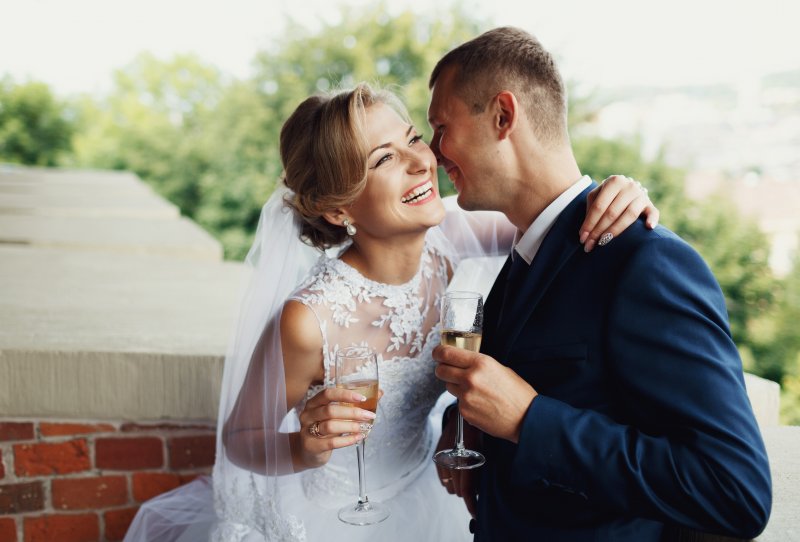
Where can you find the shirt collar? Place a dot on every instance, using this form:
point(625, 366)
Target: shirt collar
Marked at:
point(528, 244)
####
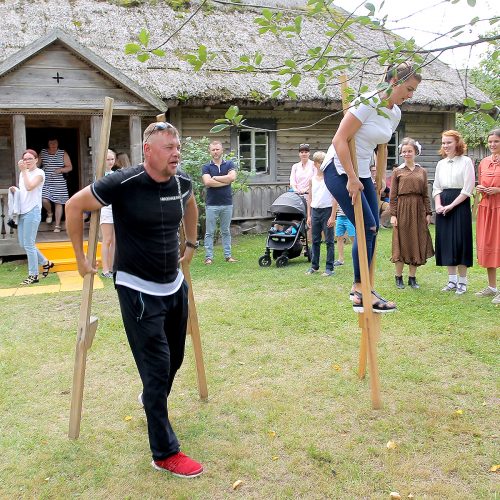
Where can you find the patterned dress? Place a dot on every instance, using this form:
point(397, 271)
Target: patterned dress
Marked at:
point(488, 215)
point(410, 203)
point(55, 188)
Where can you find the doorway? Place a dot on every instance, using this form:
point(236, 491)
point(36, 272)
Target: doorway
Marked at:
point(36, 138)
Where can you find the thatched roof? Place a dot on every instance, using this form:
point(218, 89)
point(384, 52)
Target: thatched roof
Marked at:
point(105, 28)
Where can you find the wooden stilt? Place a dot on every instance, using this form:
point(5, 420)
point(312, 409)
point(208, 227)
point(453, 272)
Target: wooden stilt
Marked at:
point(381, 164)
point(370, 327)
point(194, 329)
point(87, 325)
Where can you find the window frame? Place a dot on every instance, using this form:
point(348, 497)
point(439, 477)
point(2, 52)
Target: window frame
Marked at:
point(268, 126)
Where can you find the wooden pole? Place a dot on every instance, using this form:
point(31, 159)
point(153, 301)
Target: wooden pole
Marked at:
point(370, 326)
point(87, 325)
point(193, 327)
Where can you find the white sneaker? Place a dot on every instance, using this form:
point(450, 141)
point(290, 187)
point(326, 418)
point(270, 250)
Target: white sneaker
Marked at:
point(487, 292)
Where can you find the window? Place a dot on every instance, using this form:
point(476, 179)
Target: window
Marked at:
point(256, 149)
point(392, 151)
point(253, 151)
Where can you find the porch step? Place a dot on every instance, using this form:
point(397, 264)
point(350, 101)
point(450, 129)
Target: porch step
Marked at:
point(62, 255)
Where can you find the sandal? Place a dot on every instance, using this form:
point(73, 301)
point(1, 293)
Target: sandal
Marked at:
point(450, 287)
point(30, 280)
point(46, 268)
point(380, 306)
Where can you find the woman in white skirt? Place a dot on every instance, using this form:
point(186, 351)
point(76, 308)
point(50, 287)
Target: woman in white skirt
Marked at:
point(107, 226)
####
*Exercise*:
Retype only the lines above between the line with "Where can you find the doorway?" and the line with "point(384, 52)", counting those two lines as well, and keep every character as it is.

*Response*:
Where can you find the doorway? Place a dot on every instance, using this form:
point(236, 491)
point(36, 272)
Target: doorway
Marked at:
point(36, 138)
Where can you find the thatched roof? Place a dot on every instance, using this form:
point(218, 89)
point(384, 52)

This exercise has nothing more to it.